_Recorded information_

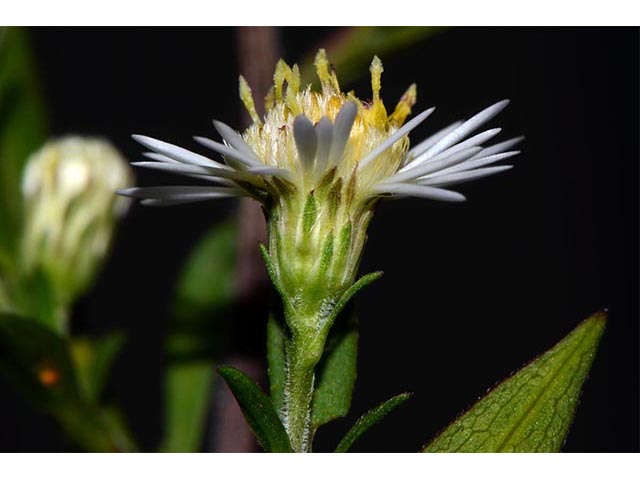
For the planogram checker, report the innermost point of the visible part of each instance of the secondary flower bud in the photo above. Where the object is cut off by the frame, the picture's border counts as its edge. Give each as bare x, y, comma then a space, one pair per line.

...

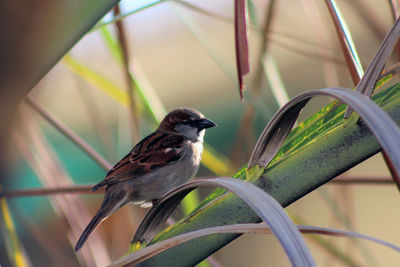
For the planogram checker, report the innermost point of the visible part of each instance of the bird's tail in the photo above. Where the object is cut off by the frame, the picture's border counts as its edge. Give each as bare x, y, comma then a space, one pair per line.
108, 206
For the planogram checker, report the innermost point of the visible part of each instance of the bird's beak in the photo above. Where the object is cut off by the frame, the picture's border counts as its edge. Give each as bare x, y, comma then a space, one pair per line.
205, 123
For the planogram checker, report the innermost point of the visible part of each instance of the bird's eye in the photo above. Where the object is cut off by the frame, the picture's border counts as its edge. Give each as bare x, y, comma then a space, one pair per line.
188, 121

--

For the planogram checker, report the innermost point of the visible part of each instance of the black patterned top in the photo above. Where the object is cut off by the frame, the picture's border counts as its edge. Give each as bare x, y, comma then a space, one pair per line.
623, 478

_Work to be completed_
Pick out and copy every line of the data above that contains the string "secondary". Case counts.

_Output_
For the planogram checker, report the innermost point of the visible part of each instance of the secondary flower bud in the photo above. Where the object is cut off by the frame, the picture's border counts as its edge. Give each as bare x, y, comma then a space, one pair per line.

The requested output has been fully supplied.